Saved data entries:
------------------------------

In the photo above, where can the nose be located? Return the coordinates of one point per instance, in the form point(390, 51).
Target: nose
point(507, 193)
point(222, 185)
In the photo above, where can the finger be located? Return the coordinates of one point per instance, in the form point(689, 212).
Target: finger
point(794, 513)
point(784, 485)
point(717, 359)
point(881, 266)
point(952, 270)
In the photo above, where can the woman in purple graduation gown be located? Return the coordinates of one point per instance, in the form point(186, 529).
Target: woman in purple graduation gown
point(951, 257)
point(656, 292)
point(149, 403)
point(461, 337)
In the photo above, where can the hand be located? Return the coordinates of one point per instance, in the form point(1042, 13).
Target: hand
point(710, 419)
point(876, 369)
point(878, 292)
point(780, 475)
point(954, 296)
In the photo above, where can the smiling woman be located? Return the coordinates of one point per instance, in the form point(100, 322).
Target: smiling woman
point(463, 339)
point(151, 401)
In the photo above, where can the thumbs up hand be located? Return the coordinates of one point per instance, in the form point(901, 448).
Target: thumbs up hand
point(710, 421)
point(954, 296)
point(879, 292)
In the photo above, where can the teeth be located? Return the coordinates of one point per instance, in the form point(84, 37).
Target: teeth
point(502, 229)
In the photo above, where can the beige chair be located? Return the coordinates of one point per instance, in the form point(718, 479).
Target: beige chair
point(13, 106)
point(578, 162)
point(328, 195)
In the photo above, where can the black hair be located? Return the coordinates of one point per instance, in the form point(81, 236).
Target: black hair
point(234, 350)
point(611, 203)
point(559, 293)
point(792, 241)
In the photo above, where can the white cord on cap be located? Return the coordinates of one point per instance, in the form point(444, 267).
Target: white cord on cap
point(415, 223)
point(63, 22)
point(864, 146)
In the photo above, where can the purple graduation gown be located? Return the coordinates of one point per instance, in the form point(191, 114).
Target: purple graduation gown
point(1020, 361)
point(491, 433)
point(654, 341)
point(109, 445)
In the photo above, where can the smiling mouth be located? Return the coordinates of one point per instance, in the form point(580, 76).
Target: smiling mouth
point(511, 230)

------------------------------

Quote exactly the first line of the data and every line after it through the one holding "In the photo above, where can the woman".

In the photo above, where can the nose be located? Return the coordinates of one point per instance, in the form point(390, 51).
Target: nose
point(507, 193)
point(222, 185)
In the photo above, where can the finger be located? Return the coordinates of one point per instance, in the form point(689, 212).
Target: finger
point(794, 513)
point(784, 485)
point(717, 359)
point(881, 266)
point(952, 270)
In the photo above, where can the woman in purple graduation gown be located? Return the coordinates of one point per instance, in the form point(186, 529).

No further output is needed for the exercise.